Saved entries
------------

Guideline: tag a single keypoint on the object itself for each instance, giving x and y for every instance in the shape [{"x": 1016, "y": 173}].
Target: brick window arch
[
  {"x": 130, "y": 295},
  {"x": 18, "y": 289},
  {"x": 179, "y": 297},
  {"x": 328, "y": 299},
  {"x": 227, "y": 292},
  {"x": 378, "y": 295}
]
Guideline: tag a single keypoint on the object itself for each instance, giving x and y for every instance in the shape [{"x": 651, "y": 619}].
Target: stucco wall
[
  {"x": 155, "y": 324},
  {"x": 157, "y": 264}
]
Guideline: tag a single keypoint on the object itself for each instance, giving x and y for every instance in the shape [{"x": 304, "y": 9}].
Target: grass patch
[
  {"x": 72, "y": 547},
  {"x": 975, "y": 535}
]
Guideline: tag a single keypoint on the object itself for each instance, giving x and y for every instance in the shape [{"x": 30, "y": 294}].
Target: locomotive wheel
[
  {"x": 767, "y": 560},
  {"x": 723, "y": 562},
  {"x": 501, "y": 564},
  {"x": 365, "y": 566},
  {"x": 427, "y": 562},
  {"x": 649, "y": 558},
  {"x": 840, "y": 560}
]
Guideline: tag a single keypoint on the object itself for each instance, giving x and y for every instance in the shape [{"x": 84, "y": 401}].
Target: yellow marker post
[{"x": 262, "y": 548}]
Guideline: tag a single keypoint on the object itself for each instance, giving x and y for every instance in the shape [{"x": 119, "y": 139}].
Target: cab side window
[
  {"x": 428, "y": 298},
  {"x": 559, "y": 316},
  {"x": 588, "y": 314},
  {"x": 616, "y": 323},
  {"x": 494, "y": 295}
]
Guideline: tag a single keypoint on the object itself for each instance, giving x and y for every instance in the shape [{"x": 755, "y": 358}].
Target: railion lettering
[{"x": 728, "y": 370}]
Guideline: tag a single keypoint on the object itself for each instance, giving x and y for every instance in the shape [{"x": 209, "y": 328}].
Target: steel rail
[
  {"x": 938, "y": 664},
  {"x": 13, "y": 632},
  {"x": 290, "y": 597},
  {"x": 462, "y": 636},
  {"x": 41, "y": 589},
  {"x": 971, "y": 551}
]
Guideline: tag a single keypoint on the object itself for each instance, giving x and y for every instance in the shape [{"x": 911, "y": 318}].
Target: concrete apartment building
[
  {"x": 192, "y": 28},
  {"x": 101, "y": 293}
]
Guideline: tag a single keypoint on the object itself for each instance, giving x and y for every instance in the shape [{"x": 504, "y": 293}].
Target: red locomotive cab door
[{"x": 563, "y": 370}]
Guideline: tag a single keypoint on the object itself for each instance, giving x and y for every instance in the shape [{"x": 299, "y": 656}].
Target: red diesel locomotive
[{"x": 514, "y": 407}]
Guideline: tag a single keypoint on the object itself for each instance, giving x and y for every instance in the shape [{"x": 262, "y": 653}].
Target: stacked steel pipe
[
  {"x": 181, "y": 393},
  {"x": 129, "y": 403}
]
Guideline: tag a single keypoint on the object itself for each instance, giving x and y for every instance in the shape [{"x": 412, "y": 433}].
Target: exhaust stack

------------

Work instructions: Restate exactly, and only, every line from the one that contains "Target: red diesel locomotive" through the last line of the records.

Exercise output:
Target: red diesel locomotive
[{"x": 514, "y": 407}]
Guideline: tag a single keypoint on the object itself for each instance, giving x and y for every instance in the shape [{"x": 262, "y": 653}].
Target: stacked steel pipe
[
  {"x": 181, "y": 393},
  {"x": 129, "y": 403}
]
Guideline: tag a single keypoint on the object itself for each instance, giving x and y for every instance in the shape [{"x": 412, "y": 433}].
Target: exhaust stack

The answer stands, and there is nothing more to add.